Print the entries word for word, from the first line through the line containing "pixel 296 193", including that line.

start GIVEN RECORDS

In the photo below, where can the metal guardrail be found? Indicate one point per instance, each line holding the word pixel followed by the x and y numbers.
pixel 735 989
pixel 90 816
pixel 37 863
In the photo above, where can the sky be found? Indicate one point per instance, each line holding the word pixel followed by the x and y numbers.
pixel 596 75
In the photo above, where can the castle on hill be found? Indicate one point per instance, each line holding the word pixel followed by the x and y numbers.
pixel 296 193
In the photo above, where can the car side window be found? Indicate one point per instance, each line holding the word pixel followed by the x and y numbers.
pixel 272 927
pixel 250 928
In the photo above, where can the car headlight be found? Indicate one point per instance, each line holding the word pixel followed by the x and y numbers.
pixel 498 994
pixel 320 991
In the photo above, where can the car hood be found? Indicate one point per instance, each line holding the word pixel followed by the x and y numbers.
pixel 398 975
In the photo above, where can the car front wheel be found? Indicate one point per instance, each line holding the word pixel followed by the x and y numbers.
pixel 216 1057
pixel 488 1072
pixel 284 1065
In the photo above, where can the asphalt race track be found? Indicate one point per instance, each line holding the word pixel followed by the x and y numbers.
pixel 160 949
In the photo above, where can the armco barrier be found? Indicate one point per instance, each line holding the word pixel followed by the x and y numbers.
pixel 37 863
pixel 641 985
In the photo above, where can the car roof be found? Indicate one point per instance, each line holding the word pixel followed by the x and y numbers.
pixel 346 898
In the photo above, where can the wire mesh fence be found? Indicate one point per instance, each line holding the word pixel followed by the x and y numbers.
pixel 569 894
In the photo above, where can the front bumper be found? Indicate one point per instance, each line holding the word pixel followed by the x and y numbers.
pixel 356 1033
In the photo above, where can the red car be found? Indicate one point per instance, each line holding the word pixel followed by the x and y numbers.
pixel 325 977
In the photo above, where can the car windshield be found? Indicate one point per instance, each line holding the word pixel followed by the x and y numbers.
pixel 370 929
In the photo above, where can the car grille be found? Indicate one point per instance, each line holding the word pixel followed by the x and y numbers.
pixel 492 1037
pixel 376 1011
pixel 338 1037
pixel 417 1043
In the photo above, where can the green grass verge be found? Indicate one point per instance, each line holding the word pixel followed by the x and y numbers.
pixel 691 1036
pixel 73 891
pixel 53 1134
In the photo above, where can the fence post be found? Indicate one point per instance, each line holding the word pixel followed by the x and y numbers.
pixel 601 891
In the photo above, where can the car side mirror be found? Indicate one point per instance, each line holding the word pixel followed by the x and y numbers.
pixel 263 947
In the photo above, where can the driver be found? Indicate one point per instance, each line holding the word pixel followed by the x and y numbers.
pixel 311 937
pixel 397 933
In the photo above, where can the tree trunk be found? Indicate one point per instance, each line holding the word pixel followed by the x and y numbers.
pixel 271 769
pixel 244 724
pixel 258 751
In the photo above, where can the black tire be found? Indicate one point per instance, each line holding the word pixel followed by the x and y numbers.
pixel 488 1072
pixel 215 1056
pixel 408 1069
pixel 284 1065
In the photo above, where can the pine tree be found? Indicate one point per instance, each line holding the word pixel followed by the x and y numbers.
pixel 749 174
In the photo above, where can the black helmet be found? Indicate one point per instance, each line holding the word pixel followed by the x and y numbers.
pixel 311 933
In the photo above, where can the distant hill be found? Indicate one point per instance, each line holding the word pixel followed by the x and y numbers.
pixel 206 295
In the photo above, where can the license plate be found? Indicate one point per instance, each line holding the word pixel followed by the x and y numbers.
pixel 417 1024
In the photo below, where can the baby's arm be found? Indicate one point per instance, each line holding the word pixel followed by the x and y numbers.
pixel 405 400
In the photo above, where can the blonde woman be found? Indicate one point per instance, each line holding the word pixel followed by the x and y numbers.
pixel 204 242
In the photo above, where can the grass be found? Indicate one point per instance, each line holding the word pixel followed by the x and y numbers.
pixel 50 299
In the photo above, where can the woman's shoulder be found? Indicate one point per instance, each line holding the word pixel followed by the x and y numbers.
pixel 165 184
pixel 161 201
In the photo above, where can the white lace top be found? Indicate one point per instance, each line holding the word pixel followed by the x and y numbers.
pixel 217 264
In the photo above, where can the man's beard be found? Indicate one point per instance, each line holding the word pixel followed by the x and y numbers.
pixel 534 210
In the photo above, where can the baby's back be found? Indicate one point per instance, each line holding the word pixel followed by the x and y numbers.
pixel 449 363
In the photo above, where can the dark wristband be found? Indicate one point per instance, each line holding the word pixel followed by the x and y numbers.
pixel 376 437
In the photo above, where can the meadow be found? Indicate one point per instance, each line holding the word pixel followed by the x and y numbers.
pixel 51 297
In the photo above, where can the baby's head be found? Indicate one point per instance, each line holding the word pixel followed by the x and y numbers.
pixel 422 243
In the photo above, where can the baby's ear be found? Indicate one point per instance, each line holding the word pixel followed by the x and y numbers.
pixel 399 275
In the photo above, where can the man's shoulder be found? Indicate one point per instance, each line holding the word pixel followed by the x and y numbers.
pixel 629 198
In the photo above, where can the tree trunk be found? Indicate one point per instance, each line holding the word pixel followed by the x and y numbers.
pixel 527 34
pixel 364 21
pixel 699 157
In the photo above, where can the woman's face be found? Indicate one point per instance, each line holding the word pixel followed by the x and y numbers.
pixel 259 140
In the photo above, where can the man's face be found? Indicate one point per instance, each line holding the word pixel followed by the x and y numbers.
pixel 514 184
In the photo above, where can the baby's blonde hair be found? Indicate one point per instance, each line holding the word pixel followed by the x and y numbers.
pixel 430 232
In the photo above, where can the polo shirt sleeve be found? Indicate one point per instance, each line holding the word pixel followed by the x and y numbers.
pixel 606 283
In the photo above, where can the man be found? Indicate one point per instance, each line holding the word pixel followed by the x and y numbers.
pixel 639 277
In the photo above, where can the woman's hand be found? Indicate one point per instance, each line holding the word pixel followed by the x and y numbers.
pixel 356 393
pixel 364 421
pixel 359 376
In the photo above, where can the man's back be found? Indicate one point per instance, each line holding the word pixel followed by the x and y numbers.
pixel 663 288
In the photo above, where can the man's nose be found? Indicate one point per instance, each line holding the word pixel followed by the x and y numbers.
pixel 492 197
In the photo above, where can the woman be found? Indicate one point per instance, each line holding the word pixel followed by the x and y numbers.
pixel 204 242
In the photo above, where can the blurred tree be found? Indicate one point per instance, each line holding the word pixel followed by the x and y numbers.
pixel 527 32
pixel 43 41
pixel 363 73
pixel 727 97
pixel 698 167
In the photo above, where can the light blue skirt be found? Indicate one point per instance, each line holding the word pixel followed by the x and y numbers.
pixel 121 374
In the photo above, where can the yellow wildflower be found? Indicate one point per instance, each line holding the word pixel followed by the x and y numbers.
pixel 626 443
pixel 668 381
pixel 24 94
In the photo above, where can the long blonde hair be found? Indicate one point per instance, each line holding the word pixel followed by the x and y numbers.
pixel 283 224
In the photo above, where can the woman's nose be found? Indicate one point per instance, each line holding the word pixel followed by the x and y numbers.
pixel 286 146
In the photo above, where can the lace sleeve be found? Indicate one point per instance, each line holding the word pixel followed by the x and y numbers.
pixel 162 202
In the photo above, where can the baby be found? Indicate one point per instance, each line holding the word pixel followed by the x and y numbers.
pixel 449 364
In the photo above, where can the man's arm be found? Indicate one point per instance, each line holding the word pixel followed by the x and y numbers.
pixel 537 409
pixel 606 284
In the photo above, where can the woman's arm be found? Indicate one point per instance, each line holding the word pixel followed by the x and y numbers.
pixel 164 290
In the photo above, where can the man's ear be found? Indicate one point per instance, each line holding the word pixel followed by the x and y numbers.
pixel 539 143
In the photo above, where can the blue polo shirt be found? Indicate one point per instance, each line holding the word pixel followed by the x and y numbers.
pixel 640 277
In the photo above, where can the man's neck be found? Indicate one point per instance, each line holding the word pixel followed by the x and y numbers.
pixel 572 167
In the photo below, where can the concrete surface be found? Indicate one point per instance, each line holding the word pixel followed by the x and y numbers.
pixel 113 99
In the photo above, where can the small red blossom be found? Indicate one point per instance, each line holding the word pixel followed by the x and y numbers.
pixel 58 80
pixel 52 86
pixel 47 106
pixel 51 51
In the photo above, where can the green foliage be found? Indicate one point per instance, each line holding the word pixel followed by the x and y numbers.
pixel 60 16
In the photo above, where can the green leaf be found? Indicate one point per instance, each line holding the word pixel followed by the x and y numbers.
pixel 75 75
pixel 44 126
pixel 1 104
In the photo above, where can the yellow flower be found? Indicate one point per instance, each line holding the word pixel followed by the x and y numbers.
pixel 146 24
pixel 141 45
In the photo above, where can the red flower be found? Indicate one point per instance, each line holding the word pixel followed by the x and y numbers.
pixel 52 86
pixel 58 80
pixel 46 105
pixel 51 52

end GIVEN RECORDS

● EXERCISE RESPONSE:
In the photo below, where can the metal guardrail be found? Indicate one point per instance, each line holding the word pixel followed by the x and y numbers.
pixel 735 989
pixel 90 816
pixel 37 863
In the photo above, where can the sky be found? Indicate one point per instance, each line holding the word pixel followed by the x and y numbers.
pixel 596 75
In the photo above, where can the castle on hill be found? Indicate one point per instance, each line holding the word pixel followed by the x and y numbers.
pixel 296 193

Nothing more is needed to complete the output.